What the task requires: Copy out every one of the lines below, character for character, with nothing changed.

## START Records to use

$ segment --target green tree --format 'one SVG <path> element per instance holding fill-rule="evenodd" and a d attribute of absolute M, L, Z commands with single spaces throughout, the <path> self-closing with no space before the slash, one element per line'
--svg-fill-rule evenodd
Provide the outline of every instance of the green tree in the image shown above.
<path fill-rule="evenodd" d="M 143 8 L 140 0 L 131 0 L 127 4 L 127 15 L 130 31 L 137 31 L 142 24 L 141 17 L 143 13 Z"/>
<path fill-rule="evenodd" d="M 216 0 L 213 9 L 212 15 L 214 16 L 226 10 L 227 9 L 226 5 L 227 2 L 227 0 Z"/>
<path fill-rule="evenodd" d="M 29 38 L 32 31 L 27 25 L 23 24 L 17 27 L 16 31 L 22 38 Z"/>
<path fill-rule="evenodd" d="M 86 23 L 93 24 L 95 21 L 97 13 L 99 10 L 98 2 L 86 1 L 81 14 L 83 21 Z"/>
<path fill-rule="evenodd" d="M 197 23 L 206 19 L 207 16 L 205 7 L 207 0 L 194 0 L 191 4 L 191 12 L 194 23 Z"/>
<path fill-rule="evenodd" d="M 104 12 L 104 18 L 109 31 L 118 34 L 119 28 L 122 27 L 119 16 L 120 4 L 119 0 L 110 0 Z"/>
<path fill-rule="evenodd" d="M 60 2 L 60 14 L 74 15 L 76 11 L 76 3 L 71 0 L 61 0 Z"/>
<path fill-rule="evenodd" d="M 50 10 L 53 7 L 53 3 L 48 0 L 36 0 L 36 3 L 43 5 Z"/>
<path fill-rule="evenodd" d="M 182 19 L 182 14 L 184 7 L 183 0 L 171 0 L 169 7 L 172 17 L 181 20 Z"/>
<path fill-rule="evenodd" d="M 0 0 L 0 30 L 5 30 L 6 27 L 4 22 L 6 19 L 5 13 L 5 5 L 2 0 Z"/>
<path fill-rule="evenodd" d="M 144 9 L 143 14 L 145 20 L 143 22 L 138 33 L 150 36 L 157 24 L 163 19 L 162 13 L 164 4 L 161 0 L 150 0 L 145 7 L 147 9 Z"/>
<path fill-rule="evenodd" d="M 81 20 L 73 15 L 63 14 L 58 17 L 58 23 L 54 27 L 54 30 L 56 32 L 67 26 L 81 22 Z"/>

## END Records to use

Response:
$ segment --target green tree --format 'one SVG <path> element per instance holding fill-rule="evenodd" and a d attribute of absolute M, L, Z commands with single spaces throughout, the <path> self-closing with no space before the slash, one element per line'
--svg-fill-rule evenodd
Provide the outline of every instance of the green tree in the image shown above.
<path fill-rule="evenodd" d="M 143 8 L 140 0 L 131 0 L 127 4 L 127 15 L 130 31 L 137 31 L 142 24 L 141 17 L 143 13 Z"/>
<path fill-rule="evenodd" d="M 216 0 L 213 9 L 212 15 L 214 16 L 226 10 L 227 9 L 226 5 L 227 2 L 227 0 Z"/>
<path fill-rule="evenodd" d="M 29 38 L 32 31 L 27 25 L 23 24 L 17 27 L 16 31 L 22 38 Z"/>
<path fill-rule="evenodd" d="M 86 23 L 93 24 L 95 21 L 97 13 L 99 10 L 98 2 L 86 1 L 81 14 L 83 21 Z"/>
<path fill-rule="evenodd" d="M 197 23 L 206 19 L 207 16 L 205 7 L 207 0 L 194 0 L 191 4 L 191 12 L 194 23 Z"/>
<path fill-rule="evenodd" d="M 104 12 L 104 18 L 109 31 L 118 34 L 119 28 L 122 27 L 119 16 L 120 4 L 119 0 L 110 0 Z"/>
<path fill-rule="evenodd" d="M 60 2 L 60 14 L 74 15 L 76 11 L 76 3 L 71 0 L 61 0 Z"/>
<path fill-rule="evenodd" d="M 50 10 L 53 7 L 53 3 L 48 0 L 36 0 L 36 3 L 43 5 Z"/>
<path fill-rule="evenodd" d="M 182 19 L 182 14 L 184 7 L 183 0 L 171 0 L 169 7 L 172 17 L 181 20 Z"/>
<path fill-rule="evenodd" d="M 0 0 L 0 30 L 5 30 L 6 27 L 4 22 L 6 19 L 5 13 L 5 5 L 2 0 Z"/>
<path fill-rule="evenodd" d="M 144 9 L 143 14 L 145 20 L 143 22 L 138 33 L 150 36 L 157 24 L 163 19 L 162 13 L 164 4 L 161 0 L 150 0 L 145 7 L 147 9 Z"/>
<path fill-rule="evenodd" d="M 81 20 L 73 15 L 63 14 L 58 17 L 58 23 L 54 27 L 54 30 L 56 32 L 67 26 L 81 22 Z"/>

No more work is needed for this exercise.